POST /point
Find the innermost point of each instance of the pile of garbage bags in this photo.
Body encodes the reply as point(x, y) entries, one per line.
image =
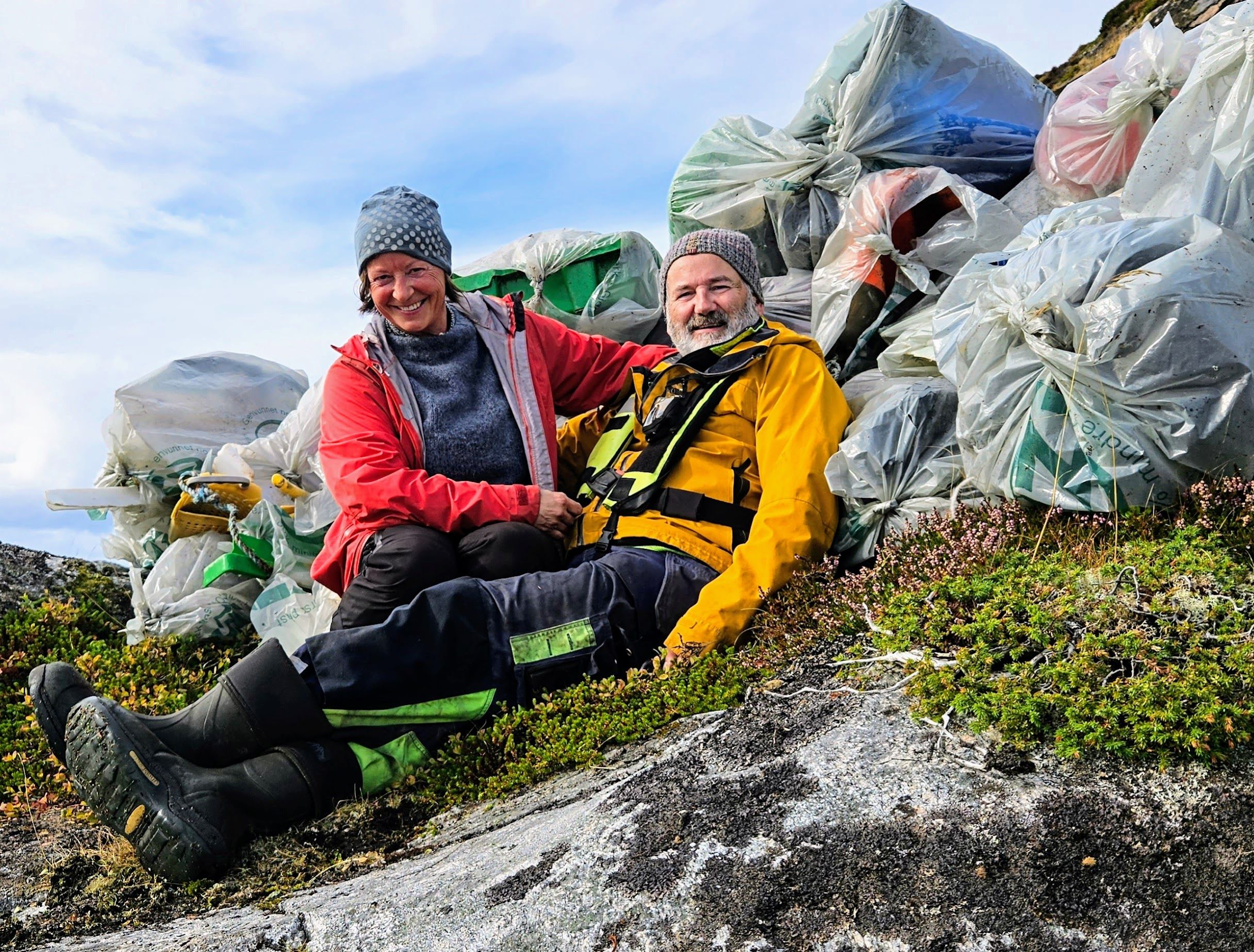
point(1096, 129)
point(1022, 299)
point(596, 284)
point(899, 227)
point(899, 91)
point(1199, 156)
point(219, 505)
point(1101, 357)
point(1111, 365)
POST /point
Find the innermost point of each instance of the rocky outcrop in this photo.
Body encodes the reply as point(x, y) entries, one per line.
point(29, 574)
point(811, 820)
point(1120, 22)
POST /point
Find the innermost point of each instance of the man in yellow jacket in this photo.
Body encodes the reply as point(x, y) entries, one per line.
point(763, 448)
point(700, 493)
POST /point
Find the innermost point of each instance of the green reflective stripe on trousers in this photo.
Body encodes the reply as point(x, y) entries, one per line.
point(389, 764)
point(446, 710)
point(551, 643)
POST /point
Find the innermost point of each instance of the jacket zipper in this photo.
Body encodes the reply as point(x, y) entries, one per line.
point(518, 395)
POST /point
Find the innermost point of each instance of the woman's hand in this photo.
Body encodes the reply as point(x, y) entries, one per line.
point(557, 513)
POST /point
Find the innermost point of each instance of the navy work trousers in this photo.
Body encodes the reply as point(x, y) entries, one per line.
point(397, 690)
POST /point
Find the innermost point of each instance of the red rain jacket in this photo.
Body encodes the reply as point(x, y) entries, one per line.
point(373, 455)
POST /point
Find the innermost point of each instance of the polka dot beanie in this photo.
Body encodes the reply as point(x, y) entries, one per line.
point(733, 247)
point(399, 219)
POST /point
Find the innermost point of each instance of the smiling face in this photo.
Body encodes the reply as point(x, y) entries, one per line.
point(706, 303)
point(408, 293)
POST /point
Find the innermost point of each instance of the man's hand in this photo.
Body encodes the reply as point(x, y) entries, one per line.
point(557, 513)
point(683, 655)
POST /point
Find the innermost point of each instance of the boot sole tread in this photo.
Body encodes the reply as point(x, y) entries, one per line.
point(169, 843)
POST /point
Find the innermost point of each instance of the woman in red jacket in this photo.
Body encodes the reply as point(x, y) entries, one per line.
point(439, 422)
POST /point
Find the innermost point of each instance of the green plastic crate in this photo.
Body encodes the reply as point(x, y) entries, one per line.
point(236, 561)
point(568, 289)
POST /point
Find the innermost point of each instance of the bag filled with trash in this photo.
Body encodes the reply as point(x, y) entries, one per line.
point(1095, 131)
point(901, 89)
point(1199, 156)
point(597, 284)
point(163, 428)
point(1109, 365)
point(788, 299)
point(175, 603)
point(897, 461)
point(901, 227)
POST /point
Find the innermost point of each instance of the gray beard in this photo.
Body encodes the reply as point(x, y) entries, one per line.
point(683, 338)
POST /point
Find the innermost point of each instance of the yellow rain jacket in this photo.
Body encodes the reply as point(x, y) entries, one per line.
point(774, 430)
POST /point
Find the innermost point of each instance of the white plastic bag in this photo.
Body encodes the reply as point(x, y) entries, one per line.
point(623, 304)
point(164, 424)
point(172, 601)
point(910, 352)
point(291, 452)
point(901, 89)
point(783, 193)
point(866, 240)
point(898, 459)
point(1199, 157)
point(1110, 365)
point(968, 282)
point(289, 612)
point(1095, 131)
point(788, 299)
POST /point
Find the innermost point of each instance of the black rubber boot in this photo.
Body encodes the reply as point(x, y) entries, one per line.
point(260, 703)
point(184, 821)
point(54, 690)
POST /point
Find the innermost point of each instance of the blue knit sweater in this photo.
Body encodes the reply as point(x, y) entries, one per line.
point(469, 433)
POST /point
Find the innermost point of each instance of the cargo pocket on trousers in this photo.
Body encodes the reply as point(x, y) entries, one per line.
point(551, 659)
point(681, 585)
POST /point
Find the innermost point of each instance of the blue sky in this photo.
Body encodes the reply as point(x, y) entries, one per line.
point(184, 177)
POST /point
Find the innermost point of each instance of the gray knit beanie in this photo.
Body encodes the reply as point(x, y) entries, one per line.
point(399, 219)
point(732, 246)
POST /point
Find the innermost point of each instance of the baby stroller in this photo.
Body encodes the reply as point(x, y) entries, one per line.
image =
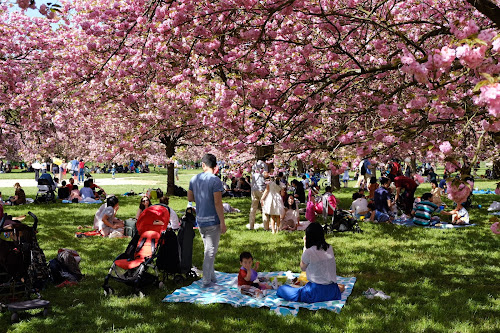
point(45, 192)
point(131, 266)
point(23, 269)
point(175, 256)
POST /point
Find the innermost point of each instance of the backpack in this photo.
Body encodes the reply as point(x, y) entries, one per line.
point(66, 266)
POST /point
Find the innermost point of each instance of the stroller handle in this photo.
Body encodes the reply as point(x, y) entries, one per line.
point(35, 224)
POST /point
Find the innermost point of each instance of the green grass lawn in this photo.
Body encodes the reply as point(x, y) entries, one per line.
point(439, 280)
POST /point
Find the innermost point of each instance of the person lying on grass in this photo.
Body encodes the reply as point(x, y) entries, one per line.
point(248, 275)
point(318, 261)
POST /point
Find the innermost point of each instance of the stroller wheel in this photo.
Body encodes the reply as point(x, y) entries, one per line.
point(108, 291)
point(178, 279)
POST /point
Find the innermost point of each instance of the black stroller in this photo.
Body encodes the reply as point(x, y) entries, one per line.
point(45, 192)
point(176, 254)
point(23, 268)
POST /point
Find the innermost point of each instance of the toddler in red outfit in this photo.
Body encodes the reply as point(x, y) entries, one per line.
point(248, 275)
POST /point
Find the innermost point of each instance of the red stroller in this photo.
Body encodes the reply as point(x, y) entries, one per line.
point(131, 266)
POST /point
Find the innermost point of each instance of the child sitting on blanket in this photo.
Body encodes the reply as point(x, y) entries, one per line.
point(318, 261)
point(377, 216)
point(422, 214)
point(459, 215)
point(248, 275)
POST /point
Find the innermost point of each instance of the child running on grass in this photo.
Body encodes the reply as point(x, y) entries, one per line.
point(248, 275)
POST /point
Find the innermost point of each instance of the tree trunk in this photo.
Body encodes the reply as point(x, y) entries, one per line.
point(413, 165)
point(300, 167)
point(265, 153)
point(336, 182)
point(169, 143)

Task. Write down, word for word, the lines above from the one containing "Find the innermost point of each instance of the green grass" through the one containing "Find the innermost point of each instance of the child running", both ends included.

Response for this exercise.
Find the innermost point of each instance of the green grass lawn in this photo.
Body encodes the reply as point(x, y) entries, one per line.
point(439, 280)
POST /point
Find the innermost point of each instance of the person lying on grass in this photo.
Body encodes the reply as point(x, y) entries, one per line.
point(248, 275)
point(318, 261)
POST /point
Find the innermost point of each instance of the stroller wheel in this photo.
Body encodes the reply as point(x, y) entries, one per line.
point(108, 291)
point(178, 279)
POST /point
Find the innermost point of each instance of the black stroller in this photo.
Body encodes the reply as point(x, y) entries, one per line.
point(45, 192)
point(176, 254)
point(23, 268)
POST /point
Find the innermost point of each instance of the toddler in red outfit in this photo.
Body encodes the reply as point(x, y) entries, one per line.
point(248, 275)
POST /point
Find the innermost point of each instance of the red stroller in this photo.
Body encodes the reply as point(x, y) entries, one per line.
point(131, 266)
POST /point
Find the innermost point of each instance of the child sitting on blanket in this photo.
Body encodes the reply as point(x, y) entries, one per line.
point(318, 261)
point(377, 216)
point(422, 214)
point(459, 215)
point(248, 275)
POST /point
Find the innermost point of each instance of the child running on grass in this photo.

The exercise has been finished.